#### [What to produce]
Return the following lines and nothing else: the one holding "Target: utility pole" and all those after it in the records below, unchanged, minus any pictures.

#### [Input for this task]
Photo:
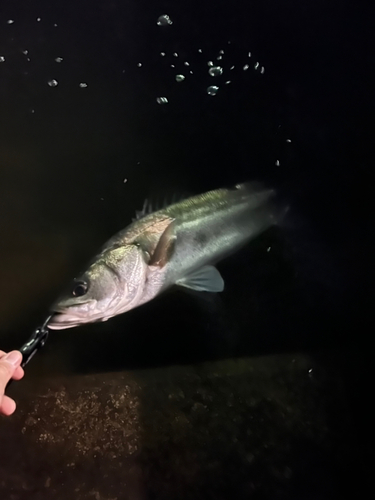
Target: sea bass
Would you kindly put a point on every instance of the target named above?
(176, 245)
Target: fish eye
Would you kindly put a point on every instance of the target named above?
(80, 288)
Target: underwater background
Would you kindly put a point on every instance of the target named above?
(262, 393)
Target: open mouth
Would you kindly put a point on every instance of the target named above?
(60, 321)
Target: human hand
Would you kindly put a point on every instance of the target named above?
(9, 368)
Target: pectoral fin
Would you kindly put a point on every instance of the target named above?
(165, 247)
(205, 279)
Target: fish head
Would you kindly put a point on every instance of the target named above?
(111, 285)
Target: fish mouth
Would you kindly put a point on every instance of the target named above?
(61, 321)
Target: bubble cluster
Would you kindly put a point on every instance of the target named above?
(162, 100)
(164, 20)
(212, 90)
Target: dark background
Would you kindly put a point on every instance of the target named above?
(65, 152)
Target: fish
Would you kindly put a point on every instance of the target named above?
(179, 245)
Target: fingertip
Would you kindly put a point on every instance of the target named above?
(19, 373)
(8, 406)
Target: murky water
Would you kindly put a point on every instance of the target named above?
(104, 105)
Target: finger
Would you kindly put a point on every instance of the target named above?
(8, 406)
(8, 365)
(18, 374)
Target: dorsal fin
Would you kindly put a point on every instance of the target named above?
(149, 207)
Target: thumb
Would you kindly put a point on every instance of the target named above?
(7, 366)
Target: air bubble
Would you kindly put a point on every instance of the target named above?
(215, 71)
(212, 90)
(164, 20)
(162, 100)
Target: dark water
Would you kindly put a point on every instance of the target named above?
(304, 125)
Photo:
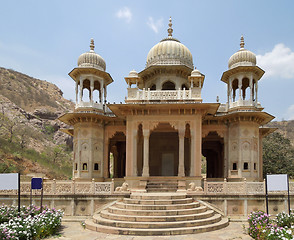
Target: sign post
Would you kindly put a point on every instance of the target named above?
(11, 181)
(276, 183)
(37, 183)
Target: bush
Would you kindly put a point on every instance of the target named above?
(30, 223)
(262, 228)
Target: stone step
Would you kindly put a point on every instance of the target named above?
(157, 207)
(159, 190)
(156, 232)
(166, 218)
(162, 185)
(156, 196)
(123, 211)
(154, 225)
(157, 202)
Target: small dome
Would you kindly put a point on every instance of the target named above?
(242, 58)
(195, 73)
(133, 73)
(169, 51)
(91, 59)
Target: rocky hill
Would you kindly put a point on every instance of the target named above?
(286, 128)
(29, 138)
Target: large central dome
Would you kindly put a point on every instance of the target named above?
(169, 51)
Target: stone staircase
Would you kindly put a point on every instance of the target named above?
(156, 214)
(162, 186)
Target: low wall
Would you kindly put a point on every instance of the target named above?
(235, 199)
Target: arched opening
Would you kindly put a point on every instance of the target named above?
(86, 91)
(164, 151)
(153, 87)
(213, 151)
(96, 92)
(117, 155)
(168, 86)
(184, 86)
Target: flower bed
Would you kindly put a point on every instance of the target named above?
(261, 227)
(30, 223)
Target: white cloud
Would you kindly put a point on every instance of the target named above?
(155, 25)
(125, 13)
(290, 113)
(278, 63)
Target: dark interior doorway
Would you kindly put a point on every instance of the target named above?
(213, 151)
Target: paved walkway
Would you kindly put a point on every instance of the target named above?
(75, 231)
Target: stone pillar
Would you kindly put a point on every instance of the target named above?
(77, 91)
(101, 91)
(135, 138)
(129, 154)
(198, 144)
(181, 133)
(81, 89)
(192, 158)
(256, 88)
(251, 89)
(105, 94)
(229, 92)
(146, 134)
(91, 90)
(260, 162)
(240, 87)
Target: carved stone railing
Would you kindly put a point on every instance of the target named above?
(53, 187)
(238, 188)
(134, 94)
(89, 105)
(241, 103)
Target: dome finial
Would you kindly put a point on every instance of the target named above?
(170, 30)
(92, 46)
(242, 44)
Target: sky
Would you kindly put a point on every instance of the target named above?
(44, 39)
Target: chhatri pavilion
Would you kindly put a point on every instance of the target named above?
(164, 130)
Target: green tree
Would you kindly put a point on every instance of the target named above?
(278, 155)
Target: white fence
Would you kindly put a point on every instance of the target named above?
(53, 187)
(238, 188)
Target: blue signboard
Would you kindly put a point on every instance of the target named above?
(37, 183)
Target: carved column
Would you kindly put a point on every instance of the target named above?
(181, 132)
(81, 89)
(240, 87)
(91, 90)
(135, 137)
(251, 88)
(256, 88)
(77, 91)
(105, 94)
(198, 144)
(146, 134)
(106, 156)
(101, 91)
(192, 158)
(229, 92)
(129, 154)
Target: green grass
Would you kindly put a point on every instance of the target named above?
(62, 168)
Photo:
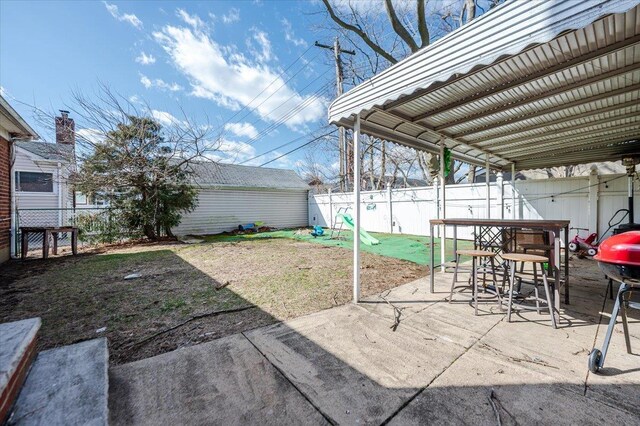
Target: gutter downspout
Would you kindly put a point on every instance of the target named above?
(59, 194)
(356, 210)
(12, 191)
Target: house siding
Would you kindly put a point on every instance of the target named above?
(35, 200)
(222, 210)
(5, 199)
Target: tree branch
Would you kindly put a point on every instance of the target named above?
(422, 25)
(399, 28)
(375, 47)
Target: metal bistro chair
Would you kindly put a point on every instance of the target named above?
(487, 267)
(513, 259)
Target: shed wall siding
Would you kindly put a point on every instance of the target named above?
(5, 199)
(222, 210)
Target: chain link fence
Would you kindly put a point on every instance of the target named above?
(95, 225)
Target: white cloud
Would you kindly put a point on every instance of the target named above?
(242, 129)
(232, 16)
(123, 17)
(264, 54)
(145, 59)
(164, 118)
(93, 136)
(159, 83)
(191, 20)
(223, 75)
(229, 151)
(290, 36)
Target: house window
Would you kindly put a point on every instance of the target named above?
(34, 182)
(81, 199)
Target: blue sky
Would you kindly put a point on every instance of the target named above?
(208, 59)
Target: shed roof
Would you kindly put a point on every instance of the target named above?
(538, 84)
(233, 175)
(48, 151)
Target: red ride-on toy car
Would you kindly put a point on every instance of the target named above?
(589, 244)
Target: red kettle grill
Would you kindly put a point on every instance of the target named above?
(619, 258)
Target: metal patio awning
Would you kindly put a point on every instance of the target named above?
(531, 83)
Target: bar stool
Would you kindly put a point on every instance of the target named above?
(477, 255)
(535, 260)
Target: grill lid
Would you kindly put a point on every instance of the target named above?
(621, 249)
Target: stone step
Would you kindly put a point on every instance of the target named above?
(66, 386)
(17, 350)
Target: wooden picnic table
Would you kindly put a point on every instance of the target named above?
(488, 234)
(47, 231)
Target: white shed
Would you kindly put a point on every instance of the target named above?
(230, 195)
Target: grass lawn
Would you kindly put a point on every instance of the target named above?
(174, 301)
(413, 248)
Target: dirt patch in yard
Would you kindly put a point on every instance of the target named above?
(186, 289)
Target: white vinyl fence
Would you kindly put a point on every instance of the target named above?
(588, 202)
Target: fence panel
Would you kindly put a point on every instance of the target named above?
(94, 225)
(408, 211)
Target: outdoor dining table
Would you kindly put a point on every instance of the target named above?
(499, 235)
(45, 232)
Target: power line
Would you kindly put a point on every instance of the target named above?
(269, 85)
(277, 148)
(296, 149)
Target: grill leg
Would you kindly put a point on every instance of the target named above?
(625, 326)
(612, 322)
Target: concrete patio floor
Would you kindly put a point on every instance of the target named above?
(402, 357)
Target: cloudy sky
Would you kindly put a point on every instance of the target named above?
(248, 67)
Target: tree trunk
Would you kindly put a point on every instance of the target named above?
(471, 174)
(450, 179)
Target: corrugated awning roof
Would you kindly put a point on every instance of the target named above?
(233, 175)
(538, 84)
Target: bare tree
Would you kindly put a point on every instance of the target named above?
(142, 160)
(384, 39)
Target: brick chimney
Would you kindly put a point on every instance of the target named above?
(65, 129)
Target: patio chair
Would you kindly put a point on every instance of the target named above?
(537, 261)
(476, 267)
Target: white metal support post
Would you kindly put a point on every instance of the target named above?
(330, 209)
(356, 210)
(593, 199)
(513, 190)
(500, 193)
(443, 204)
(390, 207)
(487, 180)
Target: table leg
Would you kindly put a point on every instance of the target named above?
(55, 242)
(45, 244)
(455, 241)
(432, 260)
(74, 242)
(566, 265)
(24, 244)
(556, 273)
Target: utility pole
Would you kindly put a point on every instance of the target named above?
(344, 150)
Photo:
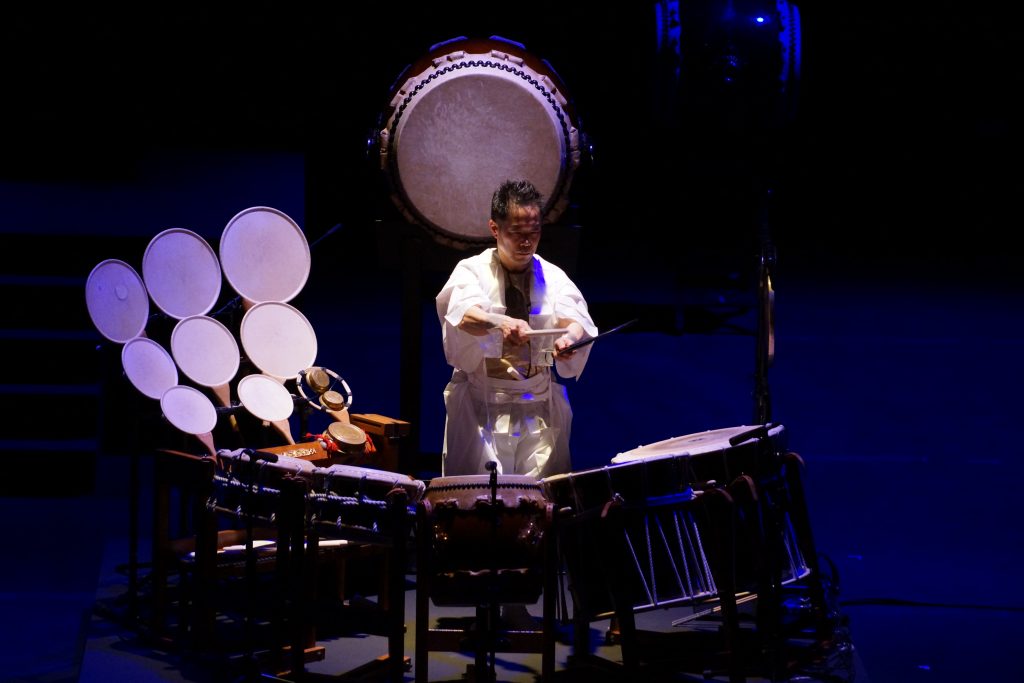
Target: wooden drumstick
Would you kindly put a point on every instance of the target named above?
(334, 404)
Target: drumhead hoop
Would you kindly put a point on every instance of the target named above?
(117, 300)
(181, 272)
(473, 114)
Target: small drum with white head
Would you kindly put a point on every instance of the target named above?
(279, 339)
(181, 273)
(207, 353)
(265, 255)
(483, 547)
(148, 367)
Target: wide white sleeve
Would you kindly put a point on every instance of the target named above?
(569, 303)
(465, 288)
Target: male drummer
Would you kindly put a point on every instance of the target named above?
(503, 403)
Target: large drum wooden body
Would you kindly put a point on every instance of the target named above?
(485, 543)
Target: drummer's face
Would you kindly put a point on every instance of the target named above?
(517, 237)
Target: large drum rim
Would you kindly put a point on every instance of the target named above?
(232, 270)
(158, 295)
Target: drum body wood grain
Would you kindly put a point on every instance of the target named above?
(483, 547)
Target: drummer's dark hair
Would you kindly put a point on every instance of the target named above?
(519, 193)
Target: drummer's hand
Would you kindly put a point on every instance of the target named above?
(573, 333)
(514, 331)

#### [Response to the task]
Target: utility pole
Would you kindly put a point on every instance of the target named above?
(344, 150)
Photo:
Target: wooden drumstick
Would you kindly put a point on every instance of the target named above?
(334, 404)
Target: drumhead hoop
Would you kindly put a point on every instance of the target named above?
(117, 300)
(181, 272)
(473, 114)
Target: small drum with white head
Would you kindly put a point on every instance of the target named above?
(279, 339)
(181, 273)
(207, 353)
(265, 255)
(483, 547)
(148, 367)
Target: wide white sleeve
Would you kindly put a point on every instance of the target named above?
(569, 303)
(465, 288)
Target: male drummer
Would you kindly put a point on every instance of the target named above?
(503, 403)
Target: large drum wooden body
Would you kindly put a point on every instance of the target named above?
(485, 543)
Target: drummer's face
Would you kindly put a point on every instance of the target named above?
(517, 237)
Target: large drum rim
Would you kindly put a point on every instance of the target named above?
(232, 270)
(158, 295)
Target: drum body wood grain
Would you kindly put a point on every instance of the target named above?
(483, 547)
Target: drummer's dark hair
Would you kindly put a point on every instance of the target named above?
(519, 193)
Target: drummer's hand
Would you kindly put a point on every instance of the target named above?
(573, 333)
(514, 331)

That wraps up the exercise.